### PROBLEM TO SOLVE
In the material, change every "in this photo" to "in this image" from the line with "Target: concrete curb" up to and including the line with "pixel 499 341", and return only those lines with nothing else altered.

Location identification entries
====

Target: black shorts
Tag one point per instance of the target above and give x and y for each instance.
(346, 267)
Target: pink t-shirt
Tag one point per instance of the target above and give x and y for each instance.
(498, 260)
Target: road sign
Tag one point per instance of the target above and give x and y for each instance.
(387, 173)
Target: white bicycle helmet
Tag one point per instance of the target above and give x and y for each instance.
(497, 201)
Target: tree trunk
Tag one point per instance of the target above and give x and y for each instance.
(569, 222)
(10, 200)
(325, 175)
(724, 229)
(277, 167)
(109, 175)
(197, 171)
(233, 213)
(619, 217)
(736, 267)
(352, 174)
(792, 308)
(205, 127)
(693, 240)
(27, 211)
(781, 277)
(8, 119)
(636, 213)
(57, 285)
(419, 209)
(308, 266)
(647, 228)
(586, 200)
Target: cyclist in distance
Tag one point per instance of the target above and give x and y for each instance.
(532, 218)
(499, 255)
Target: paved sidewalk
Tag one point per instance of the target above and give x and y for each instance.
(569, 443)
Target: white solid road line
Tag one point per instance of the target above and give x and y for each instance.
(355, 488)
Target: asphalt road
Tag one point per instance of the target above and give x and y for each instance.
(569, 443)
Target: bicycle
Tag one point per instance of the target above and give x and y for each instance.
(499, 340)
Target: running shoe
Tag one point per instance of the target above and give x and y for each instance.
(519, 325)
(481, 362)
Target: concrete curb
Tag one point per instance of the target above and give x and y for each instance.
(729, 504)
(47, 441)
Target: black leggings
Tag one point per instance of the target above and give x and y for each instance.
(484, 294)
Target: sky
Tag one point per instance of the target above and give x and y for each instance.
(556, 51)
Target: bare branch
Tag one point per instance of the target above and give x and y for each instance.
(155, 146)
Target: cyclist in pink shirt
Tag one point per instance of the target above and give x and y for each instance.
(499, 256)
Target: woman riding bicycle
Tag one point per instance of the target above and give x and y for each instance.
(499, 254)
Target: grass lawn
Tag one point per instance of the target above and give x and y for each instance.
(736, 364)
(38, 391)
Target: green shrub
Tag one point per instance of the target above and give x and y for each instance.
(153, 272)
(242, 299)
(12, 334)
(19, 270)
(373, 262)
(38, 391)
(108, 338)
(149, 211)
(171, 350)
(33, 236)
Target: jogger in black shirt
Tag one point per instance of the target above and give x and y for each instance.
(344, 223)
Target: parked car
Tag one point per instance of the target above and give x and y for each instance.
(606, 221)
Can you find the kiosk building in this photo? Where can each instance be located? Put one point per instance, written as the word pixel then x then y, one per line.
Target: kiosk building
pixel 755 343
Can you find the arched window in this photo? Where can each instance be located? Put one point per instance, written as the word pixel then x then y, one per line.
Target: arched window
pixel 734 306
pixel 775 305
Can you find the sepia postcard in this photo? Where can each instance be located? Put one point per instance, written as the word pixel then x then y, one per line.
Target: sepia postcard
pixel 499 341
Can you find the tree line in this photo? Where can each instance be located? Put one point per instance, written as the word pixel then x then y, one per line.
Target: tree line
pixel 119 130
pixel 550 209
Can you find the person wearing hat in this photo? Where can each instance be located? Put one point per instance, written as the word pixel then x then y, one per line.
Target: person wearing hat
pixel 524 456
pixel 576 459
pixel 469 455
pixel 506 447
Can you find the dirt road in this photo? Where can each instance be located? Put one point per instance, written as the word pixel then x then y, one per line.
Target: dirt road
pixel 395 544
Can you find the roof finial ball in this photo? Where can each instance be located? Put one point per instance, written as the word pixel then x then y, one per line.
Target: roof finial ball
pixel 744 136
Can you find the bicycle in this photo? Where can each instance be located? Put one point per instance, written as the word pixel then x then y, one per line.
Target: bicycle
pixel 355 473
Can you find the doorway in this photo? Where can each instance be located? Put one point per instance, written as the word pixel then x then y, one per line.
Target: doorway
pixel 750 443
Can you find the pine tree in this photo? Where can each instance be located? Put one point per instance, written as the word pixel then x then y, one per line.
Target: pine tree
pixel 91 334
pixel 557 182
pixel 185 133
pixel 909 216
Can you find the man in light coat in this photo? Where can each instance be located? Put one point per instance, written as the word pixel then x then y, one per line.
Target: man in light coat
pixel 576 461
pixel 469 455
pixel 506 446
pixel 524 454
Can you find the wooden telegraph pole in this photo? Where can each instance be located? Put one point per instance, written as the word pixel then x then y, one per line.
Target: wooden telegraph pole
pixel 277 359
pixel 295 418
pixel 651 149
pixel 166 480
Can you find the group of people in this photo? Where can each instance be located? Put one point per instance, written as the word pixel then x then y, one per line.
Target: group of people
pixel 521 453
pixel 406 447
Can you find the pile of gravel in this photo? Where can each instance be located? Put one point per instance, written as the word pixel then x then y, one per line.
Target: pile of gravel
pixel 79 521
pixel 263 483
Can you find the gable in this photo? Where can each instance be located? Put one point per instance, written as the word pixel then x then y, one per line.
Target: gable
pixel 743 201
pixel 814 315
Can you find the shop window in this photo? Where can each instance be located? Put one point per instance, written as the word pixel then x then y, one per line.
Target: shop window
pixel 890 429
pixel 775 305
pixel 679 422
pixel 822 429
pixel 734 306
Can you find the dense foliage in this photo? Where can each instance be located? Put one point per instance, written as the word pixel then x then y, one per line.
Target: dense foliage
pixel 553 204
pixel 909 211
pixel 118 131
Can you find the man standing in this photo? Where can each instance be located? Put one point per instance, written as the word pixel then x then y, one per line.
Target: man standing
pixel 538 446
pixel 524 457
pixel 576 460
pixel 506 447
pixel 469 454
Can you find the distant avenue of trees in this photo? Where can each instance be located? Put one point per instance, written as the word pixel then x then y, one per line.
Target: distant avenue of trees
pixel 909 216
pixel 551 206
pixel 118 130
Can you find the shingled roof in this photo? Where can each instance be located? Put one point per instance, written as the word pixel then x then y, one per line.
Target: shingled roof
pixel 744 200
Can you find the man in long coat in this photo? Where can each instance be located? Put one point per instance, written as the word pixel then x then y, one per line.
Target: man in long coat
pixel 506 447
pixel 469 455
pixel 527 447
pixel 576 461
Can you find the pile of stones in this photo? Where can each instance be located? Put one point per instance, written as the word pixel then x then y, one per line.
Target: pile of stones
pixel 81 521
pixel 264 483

====

### EXERCISE RESULT
Target: concrete curb
Tag one point per instance of the target above and give x and y for each instance.
(729, 504)
(47, 441)
Target: black leggings
Tag one point per instance of the target above and give x and y for each instance.
(484, 294)
Target: sky
Tag one point per instance of the target above and give x and y for each instance.
(556, 51)
Target: bare branch
Tag one point per instance of the target above and give x and y for each instance.
(155, 146)
Target: cyclist in pink shirt
Tag one point per instance of the target above and give x and y for each instance.
(499, 256)
Target: woman riding bicycle
Tag one point per instance of the target above and give x and y for each instance.
(499, 254)
Target: grass lawn
Tag one point per instance of the target above and give x and y for each instance.
(736, 364)
(38, 391)
Target: green shrub
Tag one point per instance of the target above and give x and y for each instance.
(153, 272)
(242, 299)
(12, 334)
(19, 270)
(373, 262)
(38, 391)
(108, 338)
(149, 211)
(171, 350)
(33, 236)
Target: jogger in black shirt
Tag one point per instance of the target above and give x and y for each instance.
(344, 223)
Target: parked car
Tag one point per instance of the target above and give x and y for each instance.
(606, 221)
Can you find the kiosk building in this image? Where can each instance be located? Put one point per instance, written as the word pixel then x then y, one per line.
Target: kiosk building
pixel 755 343
Can you find the arched window in this image? Where can each instance be located? Put one point per instance, written as the word pixel then x then y, one per line.
Target: arched window
pixel 734 306
pixel 775 305
Can you find the sepia postcard in this image? Where can each instance be located? Put one point per instance, written as the word pixel then x then y, one per line.
Target: sepia postcard
pixel 499 341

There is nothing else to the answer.